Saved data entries
• • • • •
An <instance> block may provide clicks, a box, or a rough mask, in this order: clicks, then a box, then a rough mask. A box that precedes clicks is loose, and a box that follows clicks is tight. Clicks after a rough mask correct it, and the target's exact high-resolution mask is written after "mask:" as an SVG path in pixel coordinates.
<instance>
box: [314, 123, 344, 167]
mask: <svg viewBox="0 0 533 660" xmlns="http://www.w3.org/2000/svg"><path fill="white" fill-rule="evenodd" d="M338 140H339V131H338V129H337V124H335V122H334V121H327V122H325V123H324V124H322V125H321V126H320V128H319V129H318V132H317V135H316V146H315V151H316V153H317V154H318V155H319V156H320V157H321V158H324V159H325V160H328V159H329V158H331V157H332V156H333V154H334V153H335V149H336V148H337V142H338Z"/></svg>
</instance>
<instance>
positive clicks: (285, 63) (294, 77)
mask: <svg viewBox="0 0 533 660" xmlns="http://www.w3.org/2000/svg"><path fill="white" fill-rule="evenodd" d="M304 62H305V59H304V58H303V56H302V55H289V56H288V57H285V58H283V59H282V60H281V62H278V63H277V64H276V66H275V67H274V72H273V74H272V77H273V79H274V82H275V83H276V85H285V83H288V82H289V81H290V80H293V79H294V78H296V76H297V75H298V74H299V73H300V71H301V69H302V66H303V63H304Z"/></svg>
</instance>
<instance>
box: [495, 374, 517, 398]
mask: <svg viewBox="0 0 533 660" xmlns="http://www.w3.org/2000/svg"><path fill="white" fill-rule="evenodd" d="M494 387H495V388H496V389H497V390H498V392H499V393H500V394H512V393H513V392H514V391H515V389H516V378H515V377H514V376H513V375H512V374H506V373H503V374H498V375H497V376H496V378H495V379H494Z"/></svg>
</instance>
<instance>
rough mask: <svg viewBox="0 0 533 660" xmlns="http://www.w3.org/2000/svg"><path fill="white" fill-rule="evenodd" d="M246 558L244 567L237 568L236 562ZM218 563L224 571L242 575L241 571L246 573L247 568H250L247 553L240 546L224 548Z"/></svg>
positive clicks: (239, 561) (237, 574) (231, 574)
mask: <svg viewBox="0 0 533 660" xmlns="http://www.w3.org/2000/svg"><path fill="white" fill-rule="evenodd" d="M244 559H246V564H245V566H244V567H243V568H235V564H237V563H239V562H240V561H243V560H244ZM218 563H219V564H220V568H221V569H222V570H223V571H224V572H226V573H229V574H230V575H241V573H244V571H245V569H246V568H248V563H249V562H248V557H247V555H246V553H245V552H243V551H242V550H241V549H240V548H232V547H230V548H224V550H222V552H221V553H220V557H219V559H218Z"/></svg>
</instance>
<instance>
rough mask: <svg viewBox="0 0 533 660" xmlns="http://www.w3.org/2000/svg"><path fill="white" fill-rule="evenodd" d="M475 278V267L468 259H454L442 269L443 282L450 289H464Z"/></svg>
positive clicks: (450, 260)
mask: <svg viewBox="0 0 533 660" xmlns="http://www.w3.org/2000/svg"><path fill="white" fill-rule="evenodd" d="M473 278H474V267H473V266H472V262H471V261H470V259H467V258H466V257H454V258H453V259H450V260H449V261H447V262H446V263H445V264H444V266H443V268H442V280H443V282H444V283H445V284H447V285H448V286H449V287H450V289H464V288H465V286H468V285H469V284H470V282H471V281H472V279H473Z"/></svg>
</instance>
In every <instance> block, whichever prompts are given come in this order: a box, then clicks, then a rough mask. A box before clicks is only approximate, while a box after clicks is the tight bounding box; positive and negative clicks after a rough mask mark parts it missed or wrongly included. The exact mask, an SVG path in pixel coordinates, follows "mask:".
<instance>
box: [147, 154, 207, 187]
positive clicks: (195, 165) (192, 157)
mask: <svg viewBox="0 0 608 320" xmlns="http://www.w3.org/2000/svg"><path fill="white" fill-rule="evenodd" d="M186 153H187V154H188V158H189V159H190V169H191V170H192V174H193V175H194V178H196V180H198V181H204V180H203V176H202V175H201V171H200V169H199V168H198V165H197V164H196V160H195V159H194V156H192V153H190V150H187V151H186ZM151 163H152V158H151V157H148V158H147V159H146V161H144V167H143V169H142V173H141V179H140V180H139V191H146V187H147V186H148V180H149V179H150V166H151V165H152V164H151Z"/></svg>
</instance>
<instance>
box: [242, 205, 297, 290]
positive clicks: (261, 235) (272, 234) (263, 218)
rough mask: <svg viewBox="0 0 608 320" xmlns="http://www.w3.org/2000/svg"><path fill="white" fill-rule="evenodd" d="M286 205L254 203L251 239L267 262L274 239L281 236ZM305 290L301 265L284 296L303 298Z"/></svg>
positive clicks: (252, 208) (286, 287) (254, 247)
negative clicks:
• • • • •
Wherever the string "order" appears in the data above, report the whole line.

An <instance> block may provide clicks, a box, or a rough mask, in this order: clicks, then a box, then a rough mask. A box that precedes clicks is loose, and a box that follows clicks is tight. Clicks after a rough mask correct it, and the target's exact high-resolution mask is written after "mask:" as an SVG path in pixel coordinates.
In every <instance> block, whichever prompts are given come in this order: a box, then clicks, then a rough mask. A box before clicks is only approximate, while a box after clicks is the tight bounding box; positive and negative clicks after a rough mask mark parts it missed or wrongly included. The exact mask, an SVG path in pixel coordinates, follows "mask:".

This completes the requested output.